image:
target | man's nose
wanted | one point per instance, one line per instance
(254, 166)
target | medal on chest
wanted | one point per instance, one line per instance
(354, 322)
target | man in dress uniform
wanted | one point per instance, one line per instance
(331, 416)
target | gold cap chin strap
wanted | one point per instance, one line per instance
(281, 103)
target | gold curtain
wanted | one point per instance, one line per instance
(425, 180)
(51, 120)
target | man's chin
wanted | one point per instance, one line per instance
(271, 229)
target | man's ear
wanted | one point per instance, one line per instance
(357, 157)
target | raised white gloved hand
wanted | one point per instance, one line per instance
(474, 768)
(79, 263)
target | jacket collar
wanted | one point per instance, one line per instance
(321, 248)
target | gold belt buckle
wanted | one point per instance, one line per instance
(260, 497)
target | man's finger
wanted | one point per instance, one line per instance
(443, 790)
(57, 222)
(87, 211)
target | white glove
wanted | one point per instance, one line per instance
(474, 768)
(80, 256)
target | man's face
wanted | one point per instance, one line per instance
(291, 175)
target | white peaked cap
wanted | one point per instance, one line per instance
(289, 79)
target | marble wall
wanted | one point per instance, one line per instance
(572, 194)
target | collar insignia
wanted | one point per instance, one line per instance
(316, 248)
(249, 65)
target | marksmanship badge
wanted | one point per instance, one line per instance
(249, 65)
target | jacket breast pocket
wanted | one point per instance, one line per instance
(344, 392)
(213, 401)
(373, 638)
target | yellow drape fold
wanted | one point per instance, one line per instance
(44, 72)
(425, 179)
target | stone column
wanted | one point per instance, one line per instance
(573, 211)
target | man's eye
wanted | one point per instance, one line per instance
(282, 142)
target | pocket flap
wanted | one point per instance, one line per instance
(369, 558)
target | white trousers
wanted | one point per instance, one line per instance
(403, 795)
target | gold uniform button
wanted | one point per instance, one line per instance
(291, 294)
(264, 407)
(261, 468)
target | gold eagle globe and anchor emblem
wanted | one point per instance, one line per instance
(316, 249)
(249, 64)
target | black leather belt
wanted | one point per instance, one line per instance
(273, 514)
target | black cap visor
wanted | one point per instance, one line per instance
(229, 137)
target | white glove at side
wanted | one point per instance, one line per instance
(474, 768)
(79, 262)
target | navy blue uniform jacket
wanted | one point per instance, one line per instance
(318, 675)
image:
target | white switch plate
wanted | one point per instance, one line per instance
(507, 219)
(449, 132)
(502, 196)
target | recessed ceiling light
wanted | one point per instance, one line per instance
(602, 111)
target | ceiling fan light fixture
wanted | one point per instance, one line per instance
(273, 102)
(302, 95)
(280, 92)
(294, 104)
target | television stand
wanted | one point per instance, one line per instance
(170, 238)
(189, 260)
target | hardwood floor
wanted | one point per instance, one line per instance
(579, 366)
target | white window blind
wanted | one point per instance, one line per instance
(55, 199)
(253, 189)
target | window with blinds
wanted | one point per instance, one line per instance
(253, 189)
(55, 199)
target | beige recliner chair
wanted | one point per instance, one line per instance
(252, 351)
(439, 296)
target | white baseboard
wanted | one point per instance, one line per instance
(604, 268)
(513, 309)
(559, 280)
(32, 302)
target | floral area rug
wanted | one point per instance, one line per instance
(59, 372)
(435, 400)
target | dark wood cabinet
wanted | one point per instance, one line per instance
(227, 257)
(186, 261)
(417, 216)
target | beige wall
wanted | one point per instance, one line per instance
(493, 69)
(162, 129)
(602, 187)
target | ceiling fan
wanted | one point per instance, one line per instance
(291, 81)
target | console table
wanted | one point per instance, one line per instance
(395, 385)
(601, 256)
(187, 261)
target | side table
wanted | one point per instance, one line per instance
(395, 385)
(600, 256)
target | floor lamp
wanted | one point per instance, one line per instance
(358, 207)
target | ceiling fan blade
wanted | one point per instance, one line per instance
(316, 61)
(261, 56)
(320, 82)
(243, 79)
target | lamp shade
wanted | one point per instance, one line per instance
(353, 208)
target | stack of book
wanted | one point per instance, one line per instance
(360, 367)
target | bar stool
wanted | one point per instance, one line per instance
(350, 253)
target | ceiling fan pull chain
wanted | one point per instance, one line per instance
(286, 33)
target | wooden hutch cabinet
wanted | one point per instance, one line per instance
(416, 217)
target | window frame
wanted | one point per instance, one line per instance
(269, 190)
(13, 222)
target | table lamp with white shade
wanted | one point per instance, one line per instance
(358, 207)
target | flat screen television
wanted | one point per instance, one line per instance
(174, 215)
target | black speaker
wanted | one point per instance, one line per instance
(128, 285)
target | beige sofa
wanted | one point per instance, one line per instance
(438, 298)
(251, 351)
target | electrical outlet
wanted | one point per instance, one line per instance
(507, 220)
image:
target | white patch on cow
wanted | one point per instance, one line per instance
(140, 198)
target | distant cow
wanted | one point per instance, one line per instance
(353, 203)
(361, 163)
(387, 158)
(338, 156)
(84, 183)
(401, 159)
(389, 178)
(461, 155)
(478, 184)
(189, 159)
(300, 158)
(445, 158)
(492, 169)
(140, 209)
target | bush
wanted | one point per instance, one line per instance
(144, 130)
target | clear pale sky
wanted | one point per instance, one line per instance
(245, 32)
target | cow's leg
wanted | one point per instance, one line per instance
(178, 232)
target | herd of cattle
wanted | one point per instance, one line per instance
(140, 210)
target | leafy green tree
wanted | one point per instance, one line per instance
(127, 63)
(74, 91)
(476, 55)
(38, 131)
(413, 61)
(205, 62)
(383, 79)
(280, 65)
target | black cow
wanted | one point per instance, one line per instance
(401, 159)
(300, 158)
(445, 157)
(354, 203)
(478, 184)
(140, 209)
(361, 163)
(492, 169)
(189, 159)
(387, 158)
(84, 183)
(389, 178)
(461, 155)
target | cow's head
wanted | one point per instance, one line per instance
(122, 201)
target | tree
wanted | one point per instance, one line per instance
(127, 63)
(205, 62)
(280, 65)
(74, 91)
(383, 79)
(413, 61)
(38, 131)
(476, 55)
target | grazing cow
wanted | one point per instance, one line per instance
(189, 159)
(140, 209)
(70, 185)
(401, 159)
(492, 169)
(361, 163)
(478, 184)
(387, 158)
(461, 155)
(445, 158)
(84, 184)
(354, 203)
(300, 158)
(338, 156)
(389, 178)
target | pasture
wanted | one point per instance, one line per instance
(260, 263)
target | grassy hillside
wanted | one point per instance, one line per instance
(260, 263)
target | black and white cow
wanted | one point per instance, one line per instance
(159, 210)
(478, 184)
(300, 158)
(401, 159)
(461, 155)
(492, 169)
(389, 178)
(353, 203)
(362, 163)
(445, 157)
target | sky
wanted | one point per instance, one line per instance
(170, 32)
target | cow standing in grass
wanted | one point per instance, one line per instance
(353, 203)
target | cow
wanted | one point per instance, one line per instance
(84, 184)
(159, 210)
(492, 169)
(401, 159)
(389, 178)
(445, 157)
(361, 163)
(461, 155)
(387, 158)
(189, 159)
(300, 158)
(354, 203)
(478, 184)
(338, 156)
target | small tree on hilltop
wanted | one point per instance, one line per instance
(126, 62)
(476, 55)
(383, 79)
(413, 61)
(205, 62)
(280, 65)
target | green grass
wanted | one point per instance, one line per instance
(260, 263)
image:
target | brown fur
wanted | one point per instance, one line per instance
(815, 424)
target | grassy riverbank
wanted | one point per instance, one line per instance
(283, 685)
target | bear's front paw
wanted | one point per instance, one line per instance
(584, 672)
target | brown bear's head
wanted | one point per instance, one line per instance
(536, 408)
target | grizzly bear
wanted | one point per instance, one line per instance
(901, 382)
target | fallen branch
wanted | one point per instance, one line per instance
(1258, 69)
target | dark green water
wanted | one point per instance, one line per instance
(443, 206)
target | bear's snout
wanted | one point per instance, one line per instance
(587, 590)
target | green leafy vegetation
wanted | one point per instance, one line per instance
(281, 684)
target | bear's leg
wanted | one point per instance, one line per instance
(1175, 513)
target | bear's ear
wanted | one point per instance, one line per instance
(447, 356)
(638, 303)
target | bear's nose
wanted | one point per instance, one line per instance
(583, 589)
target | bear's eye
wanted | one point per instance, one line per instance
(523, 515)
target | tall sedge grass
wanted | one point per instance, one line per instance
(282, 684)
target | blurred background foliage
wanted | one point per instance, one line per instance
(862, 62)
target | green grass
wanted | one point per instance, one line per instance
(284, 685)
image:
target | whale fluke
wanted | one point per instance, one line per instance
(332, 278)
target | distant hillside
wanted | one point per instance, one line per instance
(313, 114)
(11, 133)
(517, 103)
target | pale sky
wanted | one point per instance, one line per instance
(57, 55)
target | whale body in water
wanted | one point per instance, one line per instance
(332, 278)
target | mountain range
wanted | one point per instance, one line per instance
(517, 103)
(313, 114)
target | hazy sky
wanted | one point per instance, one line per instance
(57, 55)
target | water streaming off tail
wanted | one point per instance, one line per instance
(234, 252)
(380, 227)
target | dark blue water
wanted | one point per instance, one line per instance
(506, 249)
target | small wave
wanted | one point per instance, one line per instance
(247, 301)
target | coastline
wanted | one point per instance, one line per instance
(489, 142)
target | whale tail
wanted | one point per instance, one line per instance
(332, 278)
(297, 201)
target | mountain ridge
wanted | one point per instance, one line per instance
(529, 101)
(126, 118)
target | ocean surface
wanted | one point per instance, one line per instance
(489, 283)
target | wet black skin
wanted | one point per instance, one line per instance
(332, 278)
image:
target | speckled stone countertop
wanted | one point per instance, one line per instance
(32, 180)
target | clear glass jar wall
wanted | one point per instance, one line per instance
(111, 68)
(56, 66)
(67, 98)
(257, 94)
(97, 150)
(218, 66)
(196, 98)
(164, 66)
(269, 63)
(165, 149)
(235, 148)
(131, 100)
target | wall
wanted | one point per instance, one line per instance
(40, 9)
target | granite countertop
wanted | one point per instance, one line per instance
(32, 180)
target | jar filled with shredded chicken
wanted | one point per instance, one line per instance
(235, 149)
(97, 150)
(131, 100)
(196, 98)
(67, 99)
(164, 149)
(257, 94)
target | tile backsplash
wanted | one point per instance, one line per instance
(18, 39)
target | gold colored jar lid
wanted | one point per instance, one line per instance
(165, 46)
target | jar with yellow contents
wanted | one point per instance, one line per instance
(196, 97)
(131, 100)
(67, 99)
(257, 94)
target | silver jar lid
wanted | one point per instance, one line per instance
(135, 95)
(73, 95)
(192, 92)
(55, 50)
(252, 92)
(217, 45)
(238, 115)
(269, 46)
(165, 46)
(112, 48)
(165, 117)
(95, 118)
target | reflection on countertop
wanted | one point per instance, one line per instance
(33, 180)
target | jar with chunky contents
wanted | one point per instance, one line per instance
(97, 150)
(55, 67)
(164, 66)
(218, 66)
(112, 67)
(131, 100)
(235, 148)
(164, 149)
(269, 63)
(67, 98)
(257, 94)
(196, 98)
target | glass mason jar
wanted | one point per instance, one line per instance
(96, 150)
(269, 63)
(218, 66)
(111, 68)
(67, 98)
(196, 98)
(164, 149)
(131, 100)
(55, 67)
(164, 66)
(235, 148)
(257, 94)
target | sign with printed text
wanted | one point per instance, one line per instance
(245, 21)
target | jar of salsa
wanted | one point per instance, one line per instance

Do this – Reproduce exactly the lines from the one containing "target | reflection on countertop" through the last line of the records above, including both, and nothing else.

Result of this task –
target | reflection on countertop
wanted | one point per instance, one line per instance
(33, 180)
target | jar with chunky contents
wanted | one point per instance, one line per instance
(97, 150)
(55, 67)
(164, 66)
(218, 66)
(112, 67)
(131, 100)
(235, 148)
(164, 149)
(269, 63)
(67, 98)
(257, 94)
(196, 98)
target | glass mason jar
wanted | one point per instance, one line per instance
(96, 150)
(269, 63)
(218, 66)
(111, 68)
(67, 98)
(196, 98)
(164, 149)
(131, 100)
(55, 67)
(164, 66)
(235, 148)
(257, 94)
target | sign with printed text
wanted | one point per instance, one line per instance
(245, 21)
target | jar of salsa
wanted | one point per instance, one line per instance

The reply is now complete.